### [SOAL LATIHAN A]
Salin ulang bagian teks yang diberikan, mulai dari "Kebijakan tersebut memang" sampai ke "beberapa dampak negatif.", dan ganti "dampak negatif" dengan "dampak buruk".
### [SOAL LATIHAN B]
Jawab pertanyaan berikut berdasarkan teks tentang kebijakan kelautan.
(i) Siapa yang ditunjuk Presiden Jokowi menjadi Menteri Kelautan dan Perikanan RI?
(ii) Apa kepanjangan dari PMD?
(iii) Apa arti transhipment menurut teks?

### [TEKS YANG DIBERIKAN]
Tahanan Asing jadi beban, Nelayan Jauh dari Sejahtera

oleh -509 views
oleh
NATUNA, HR – Salah satu program pembangunan utama kabinet kerja kepemimpianan Presiden RI Jokowi adalah menjadikan Indonesia sebagai Poros Maritim Dunia (PMD), yakni sebuah Indonesia yang maju, sejahtera, dan berdaulat berbasis pada ekonomi kelautan.
ABK atau tahanan asing di Lanal Ranai Natuna.
Membuktikan keseriusannya, Presiden Jokowi menunjuk Susi Pudjiastuti menjadi Menteri Kelautan dan Perikanan RI. Dan terbukti semenjak dirinya mulai menjabat, kerap kali Menteri yang terkenal nyentrik ini mengeluarkan kebijakan ‘sadis’ dan mengundang kontroversi. Diantaranya, pencabutan ijin moratorium kapal asing, pelarangan transhipment (bongkar muat di tengah laut-red), penenggelaman kapal tangkapan ilegall fishing dengan cara diledakan, dan pelarangan menjual ikan napoleon dalam jumlah besar . 
Kebijakan tersebut memang cukup efektif, melihat kegiatan ilegall fishing oleh nelayan asing mulai berkurang, nelayan Indonesia tidak lagi takut melaut di perairan negaranya sendiri. Akan tetapi, selain mempunyai dampak positif, ternyata juga meninggalkan beberapa dampak negatif.

### [DATA YANG DIBERIKAN]
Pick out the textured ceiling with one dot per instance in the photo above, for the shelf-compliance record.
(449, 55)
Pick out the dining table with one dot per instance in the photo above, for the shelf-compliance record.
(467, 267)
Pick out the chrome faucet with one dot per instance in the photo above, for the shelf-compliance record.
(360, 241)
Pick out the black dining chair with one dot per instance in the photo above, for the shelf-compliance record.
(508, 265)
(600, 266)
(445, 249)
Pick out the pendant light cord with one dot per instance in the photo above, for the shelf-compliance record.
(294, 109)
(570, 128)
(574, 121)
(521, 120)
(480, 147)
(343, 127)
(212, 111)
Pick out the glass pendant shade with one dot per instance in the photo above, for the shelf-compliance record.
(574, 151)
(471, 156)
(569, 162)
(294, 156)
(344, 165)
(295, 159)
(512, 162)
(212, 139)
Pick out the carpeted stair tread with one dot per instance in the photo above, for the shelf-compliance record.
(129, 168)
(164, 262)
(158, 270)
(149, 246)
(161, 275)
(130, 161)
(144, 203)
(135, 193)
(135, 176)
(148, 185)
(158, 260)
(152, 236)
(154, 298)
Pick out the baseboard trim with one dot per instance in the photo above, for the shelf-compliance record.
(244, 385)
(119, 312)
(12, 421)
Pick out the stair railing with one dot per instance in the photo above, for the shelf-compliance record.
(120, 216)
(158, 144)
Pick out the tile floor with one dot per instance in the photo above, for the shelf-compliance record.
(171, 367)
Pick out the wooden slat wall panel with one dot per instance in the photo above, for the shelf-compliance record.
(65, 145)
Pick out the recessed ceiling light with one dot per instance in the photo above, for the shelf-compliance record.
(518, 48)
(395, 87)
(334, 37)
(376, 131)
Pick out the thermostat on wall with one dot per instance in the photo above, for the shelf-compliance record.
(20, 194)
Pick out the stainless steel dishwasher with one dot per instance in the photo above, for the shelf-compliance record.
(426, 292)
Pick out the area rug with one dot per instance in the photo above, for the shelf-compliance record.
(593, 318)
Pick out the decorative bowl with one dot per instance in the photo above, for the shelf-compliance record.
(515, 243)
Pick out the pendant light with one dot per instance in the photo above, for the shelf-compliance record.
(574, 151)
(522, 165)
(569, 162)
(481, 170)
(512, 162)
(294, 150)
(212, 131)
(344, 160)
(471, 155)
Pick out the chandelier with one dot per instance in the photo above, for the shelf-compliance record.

### [JAWABAN LENGKAP A]
Kebijakan tersebut memang cukup efektif, melihat kegiatan ilegall fishing oleh nelayan asing mulai berkurang, nelayan Indonesia tidak lagi takut melaut di perairan negaranya sendiri. Akan tetapi, selain mempunyai dampak positif, ternyata juga meninggalkan beberapa dampak buruk.

### [JAWABAN LENGKAP B]
(i) Susi Pudjiastuti.
(ii) Poros Maritim Dunia.
(iii) Bongkar muat di tengah laut.